• [Übungsaufgaben]:
**a)** Schreiben Sie aus dem Textabschnitt die Stelle ab, die mit „Mit seiner Theorie“ beginnt und bis einschließlich „gelingt das Leben?“ reicht.
**b)** Aus welchem Fachgebiet hat Rosa laut dem Textabschnitt den Begriff der Resonanz übernommen?
**c)** Fassen Sie den Absatz des Textabschnitts, der mit „Hartmut Rosa beschreibt unsere Welt“ beginnt, als kurze Liste zusammen und behalten Sie dabei seine wichtigsten Fakten bei.

• [Textabschnitt]:
'''

Mit seiner Theorie der Resonanz, entwickelt im 2016 erschienenen Buch „Resonanz — Eine Soziologie der Weltbeziehung", hat der Soziologe Hartmut Rosa einen Nerv der Zeit getroffen: Die Resonanz auf sein Werk ist bis heute groß. Das hängt sicher auch damit zusammen, dass der Ansatz eine Art Universalperspektive bietet, die sich in jeder sozialwissenschaftlichen Disziplin anwenden lässt und die ganz große Frage aufwirft: Wie gelingt das Leben?

 

Hintergrund

Hartmut Rosa beschreibt unsere Welt als eine, die zu Steigerung und Wachstum verdammt ist. Um das System aufrechtzuerhalten, müssen Leistungen in einer Gesellschaft der Spätmoderne immer schneller erbracht, Innovationen immer schneller erdacht, Erlebnisse immer schneller gelebt werden. Die ständige Beschleunigung führt nach Aussage des Soziologen zu einer kollektiven Entfremdung. Die Menschen entfremden sich voneinander, von ihrer Arbeit, von ihren Hobbys, Organisationen von der Gesellschaft, die Politk vom Wähler. Diese Formen der Entfremdung wurden künstlerisch und sozialphilosophisch vielfach nachgezeichnet — von Nietzsche über Kafka und Marx bis Habermas und Honneth. Was aber ist der positive Gegenbegriff zu dieser Entfremdung? Diesen entwickelt Rosa unter der Metapher der Resonanz.

 

Grundidee

Den Begriff der Resonanz hat Rosa aus der Akustik übernommen, in der er genutzt wird, um eine Subjekt-Objekt-Beziehung als korrespondierendes System zu beschreiben, in dem beide Seiten sich wechselseitig beeinflussen. Wichtig ist dabei, dass es sich nie um ein „Echo" handelt, also ein einfaches, unverändertes Zurückwerfen einer Schwingung, sondern um eine Eigenschwingung. Mit Belegen aus vielfältigen wissenschaftlichen Disziplinen zeigt Rosa, wie sich diese Metapher in der Realität sozialer Systeme spiegelt. Hier sprechen beide Elemente des Systems „mit eigener Stimme". Weil der, die oder das andere auf empfangene Impulse reagiert und seine „Schwingung" sich dadurch verändert, erleben beide Seiten Selbstwirksamkeit. Ein Gefühl des Gelingens und der Verbundenheit stellt sich ein. Es entsteht Resonanz.

'''

• [Datenauszug]:

'''

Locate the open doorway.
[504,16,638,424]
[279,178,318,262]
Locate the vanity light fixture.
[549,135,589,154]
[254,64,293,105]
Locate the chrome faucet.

'''

• [Gelöste Aufgaben]:
**a)**
Mit seiner Theorie der Resonanz, entwickelt im 2016 erschienenen Buch „Resonanz — Eine Soziologie der Weltbeziehung", hat der Soziologe Hartmut Rosa einen Nerv der Zeit getroffen: Die Resonanz auf sein Werk ist bis heute groß. Das hängt sicher auch damit zusammen, dass der Ansatz eine Art Universalperspektive bietet, die sich in jeder sozialwissenschaftlichen Disziplin anwenden lässt und die ganz große Frage aufwirft: Wie gelingt das Leben?

**b)** Aus der Akustik.

**c)**
- Rosa sieht die Welt als zu Steigerung und Wachstum verdammt.
- Um das System aufrechtzuerhalten, müssen in der spätmodernen Gesellschaft Leistungen immer schneller erbracht, Innovationen immer schneller erdacht und Erlebnisse immer schneller gelebt werden.
- Diese ständige Beschleunigung führt laut Rosa zu einer kollektiven Entfremdung: der Menschen voneinander, von ihrer Arbeit und ihren Hobbys, der Organisationen von der Gesellschaft und der Politik vom Wähler.
- Diese Formen der Entfremdung wurden von Nietzsche über Kafka und Marx bis Habermas und Honneth vielfach künstlerisch und sozialphilosophisch nachgezeichnet.
- Als positiven Gegenbegriff entwickelt Rosa die Metapher der Resonanz.